◆ **Exercise goal**:
Pick up the text on Holy Saturday after its last sentence and continue it.

◆ **Document section**:

____________________

Lent runs 40 days from Ash Wednesday to Easter, not counting Sundays because every Sunday is a “little Easter.” We all know about Good Friday, but there is one final day of Lent beyond that. And if you understand this day, Holy Saturday, it will help you to worship God in the midst of any uncertainty, pain or grief.
Holy Saturday commemorates the full day that Christ lay dead in the borrowed tomb of Joseph of Arimathea. It is, then, the “darkest of days.” For Jesus’ followers, Good Friday was tragic, of course. But it was a day full of adrenaline rushes, high drama and the hope that surely their Lord would fight, would call for His legions of angels, would perform a miracle and escape His death sentence.
Holy Saturday is just the dull ache of reality: “This really happened. Jesus is dead. He’s gone.”
Imagine the perspective of the disciples, who did not understand until after the resurrection that these things had to take place, and that of course Christ would rise.
We know a little bit about what that feels like, don’t we? We believe that God “works all things together for the good of those who love him” (Romans 8:28). We believe He answers prayer, and that He loves us.

____________________

[Data records]
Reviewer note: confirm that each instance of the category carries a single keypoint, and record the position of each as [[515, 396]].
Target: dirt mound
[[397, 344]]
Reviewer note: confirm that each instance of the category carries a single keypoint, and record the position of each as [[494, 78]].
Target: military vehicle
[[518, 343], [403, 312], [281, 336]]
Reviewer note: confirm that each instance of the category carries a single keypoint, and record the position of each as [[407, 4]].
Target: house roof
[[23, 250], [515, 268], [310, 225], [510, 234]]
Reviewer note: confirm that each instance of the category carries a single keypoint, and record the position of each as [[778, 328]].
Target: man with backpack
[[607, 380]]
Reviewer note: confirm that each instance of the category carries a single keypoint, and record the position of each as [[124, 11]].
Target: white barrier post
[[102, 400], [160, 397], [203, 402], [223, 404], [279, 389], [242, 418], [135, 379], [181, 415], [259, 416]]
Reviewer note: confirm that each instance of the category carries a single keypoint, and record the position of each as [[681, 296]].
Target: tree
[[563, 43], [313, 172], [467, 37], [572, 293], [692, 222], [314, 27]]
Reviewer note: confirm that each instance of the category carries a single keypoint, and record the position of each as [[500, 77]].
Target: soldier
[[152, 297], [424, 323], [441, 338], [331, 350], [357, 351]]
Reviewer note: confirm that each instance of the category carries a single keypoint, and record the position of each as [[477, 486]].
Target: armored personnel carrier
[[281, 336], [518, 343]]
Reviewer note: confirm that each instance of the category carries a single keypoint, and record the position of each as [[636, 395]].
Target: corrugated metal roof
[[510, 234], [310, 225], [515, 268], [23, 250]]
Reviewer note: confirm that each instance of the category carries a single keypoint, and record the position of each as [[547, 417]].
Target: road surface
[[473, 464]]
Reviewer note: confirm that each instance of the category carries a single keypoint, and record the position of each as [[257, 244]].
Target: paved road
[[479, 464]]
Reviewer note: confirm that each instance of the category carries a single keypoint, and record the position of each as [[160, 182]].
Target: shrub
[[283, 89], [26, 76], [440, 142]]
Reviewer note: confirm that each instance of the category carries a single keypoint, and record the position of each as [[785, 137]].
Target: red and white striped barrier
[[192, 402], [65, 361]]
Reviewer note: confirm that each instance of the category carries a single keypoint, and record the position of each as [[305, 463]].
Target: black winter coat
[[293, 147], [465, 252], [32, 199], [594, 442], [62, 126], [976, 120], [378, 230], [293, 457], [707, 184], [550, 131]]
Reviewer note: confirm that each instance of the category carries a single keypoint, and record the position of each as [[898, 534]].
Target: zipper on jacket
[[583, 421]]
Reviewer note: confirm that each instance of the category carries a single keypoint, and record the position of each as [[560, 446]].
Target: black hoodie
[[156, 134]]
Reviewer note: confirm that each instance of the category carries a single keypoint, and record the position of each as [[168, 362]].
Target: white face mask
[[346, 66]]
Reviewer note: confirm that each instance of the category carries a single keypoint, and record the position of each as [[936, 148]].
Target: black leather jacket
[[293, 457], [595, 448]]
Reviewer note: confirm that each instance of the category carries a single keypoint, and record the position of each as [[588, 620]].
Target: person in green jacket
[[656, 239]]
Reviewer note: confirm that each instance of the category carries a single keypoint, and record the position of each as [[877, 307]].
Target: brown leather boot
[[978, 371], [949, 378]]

____________________

◆ **Output of the exercise**:
So why does he let tragedy strike us? Why do babies die? Why do mothers get breast cancer? Why do fathers leave their families, never or seldom to see their kids again?
As Kristen and I wrote in “Chase Away My Unbelief”:
My emotions can deceive
My own perspective’s incomplete
Help me to trust eternity
Chase away my unbelief
All of us, at various points, take up the perspective of the disciples on that first Holy Saturday (sometimes called “Black Saturday”). And it is good to cry out to God, as even Jesus did on the cross, “My God, my God, why have you forsaken me?” God wants us to express our sorrow, our lamentations, our confusion to Him. This is a lesson that Holy Saturday teaches us.
And because we have the benefit of hindsight that Peter, James, Mary and the others didn’t have, we know Easter’s coming. In the midst of being pressed, crushed and slain, we can still say, “Help is coming from our God who saves.”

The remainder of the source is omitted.